- [Passage provided]
※
Solving Potential Problems Using Effective Process Failure Mode and Effects Analysis
(February 12, 2019)
Various Indian automotive organizations have adopted Failure Mode and Effects Analysis (FMEA) as an integral part of their new product development process. In spite of this, there are several obvious problems which are noticed in manufacturing and later these problems are solved. This indicates that FMEAs are not utilized effectively.
If FMEAs are effective, the new or unknown defect would not occur, all known defects would be well within the target and no defect would pass to the customer. The Quality of FMEA is determined by the “depth of identification of causes” and “extent of new controls identified through FMEA”.
Failure is a success if we learn from it. Things that can go wrong will go wrong if we don’t prevent them from occurring. But success lies in learning from these failures and preventing them in the future. Every customer complaint, its cause analysis and problem-solving, presents an opportunity for lessons to learn. This paper provides information about how to draw inputs in FMEA from “Corrective Action Process” and “Past Trouble Data Base” (PTDB) document which contains ‘lessons learned’ and ‘technical know-how’ to ensure that there is systemic action.
A unique way of linking Process Flow diagram, Cause, and Effect Diagrams, Process FMEA, Error Prevention methodology, Control Plan (aka QCPC), and SOP is also presented in this paper. This paper aims to enhance the method of doing process FMEA to solve potential quality problems.
2. Defect Prevention Philosophy and tools
Table 1. Defect Prevention Philosophy and Tools
Defects are generated if something goes wrong in the process. Unless we control the process it is not possible to achieve a defect-free product. Process control could be error proofing, process audit, preventive maintenance, start-up checklists, operator training and skill evaluation, fixture design etc.
The philosophy of arriving at process controls by creating process understanding and identifying failure modes is shown in Table-1 above.
3. Process Flow Diagram
Conventionally PFD indicates the sequence of operations, flow symbols, primary and alternate path, usage of multiple machines, etc. PFD used for making FMEA additionally includes Product Characteristics and all the Incoming Sources of Variations and Process Characteristics which can affect the Product Characteristics. Other information like cycle time, distance (for material movement), etc can also be added as needed. PFD should also include nonmanufacturing operations like storage, inspection, transportation, which can affect product Quality. An example of PFD has been shown in Figure-1.
Foam pasting is one of the operations done manually by an operator. The team has identified product characteristics: location of foam, Peel of strength, Plastic part free from damage and scratch, Free from the gap, Presence of all the foam, Right foam usage. Only two of them are shown in the below example.
Figure 1.Example of the Process Flow Diagram (PFD)
Product characteristics are identified by asking “what is expected the outcome of the process?” and “what is not expected outcome?” What is expected outcome is answered by referring to all technical documents for dimensional, functional, engineering, visual and safety regulatory characteristics. For example, for foam pasting operation peel-off strength specified in the drawing may be expected outcome. What is not expected is answered by referring all the past troubles, technical knowledge. For example for foam pasting what is not expected could be plastic part free from scratches.
※
- [Extracted records]
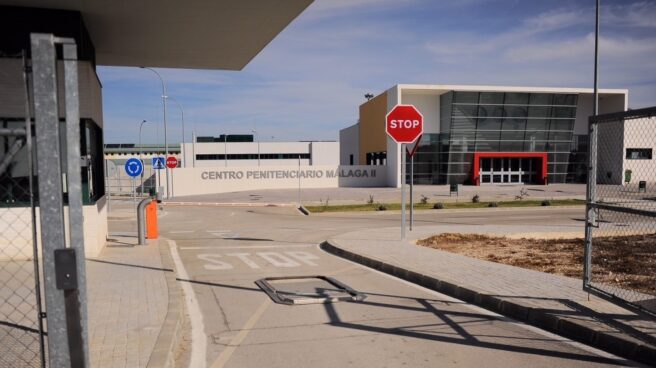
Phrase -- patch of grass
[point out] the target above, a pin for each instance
(620, 261)
(450, 205)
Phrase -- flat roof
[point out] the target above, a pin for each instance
(199, 34)
(441, 88)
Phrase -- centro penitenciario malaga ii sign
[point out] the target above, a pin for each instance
(287, 174)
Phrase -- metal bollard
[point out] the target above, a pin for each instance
※
- [To-do list]
• a. Reproduce the part of the process FMEA article that opens with the words containing "If FMEAs are" and closes with "is systemic action.".
• b. According to the process FMEA article, what two things determine the quality of an FMEA?
• c. Carry the process FMEA article forward from the point where it stops.

- [The answers]
• a.
If FMEAs are effective, the new or unknown defect would not occur, all known defects would be well within the target and no defect would pass to the customer. The Quality of FMEA is determined by the “depth of identification of causes” and “extent of new controls identified through FMEA”.
Failure is a success if we learn from it. Things that can go wrong will go wrong if we don’t prevent them from occurring. But success lies in learning from these failures and preventing them in the future. Every customer complaint, its cause analysis and problem-solving, presents an opportunity for lessons to learn. This paper provides information about how to draw inputs in FMEA from “Corrective Action Process” and “Past Trouble Data Base” (PTDB) document which contains ‘lessons learned’ and ‘technical know-how’ to ensure that there is systemic action.

• b. The "depth of identification of causes" and the "extent of new controls identified through FMEA."

• c.
3.2 Process Characteristics& Incoming source of variation (ISV)
For each product characteristic, identify process characteristics and incoming source of variation (ISVs) separately as shown in the above example of peel-off strength. Process characteristics can include parameters related to man, method, machine, measurement system or environment etc. Breaking-up the operation into activities, helps to identify process characteristics more comprehensively.
3.3 Linkage of product characteristics with subsequent operation or customer
Product characteristics of one station may be considered as Incoming Sources of Variation (ISV) in subsequent operations. For example – in car manufacturing, windshield aperture dimension is a product characteristic at the body fabrication stage, whereas the same dimension becomes ISV for Wind Shield Glass fitment stage in TRIM shop. While auditing PFD of previous operations and supplier, check whether all ISVs of downstream operations are addressed in respective processes.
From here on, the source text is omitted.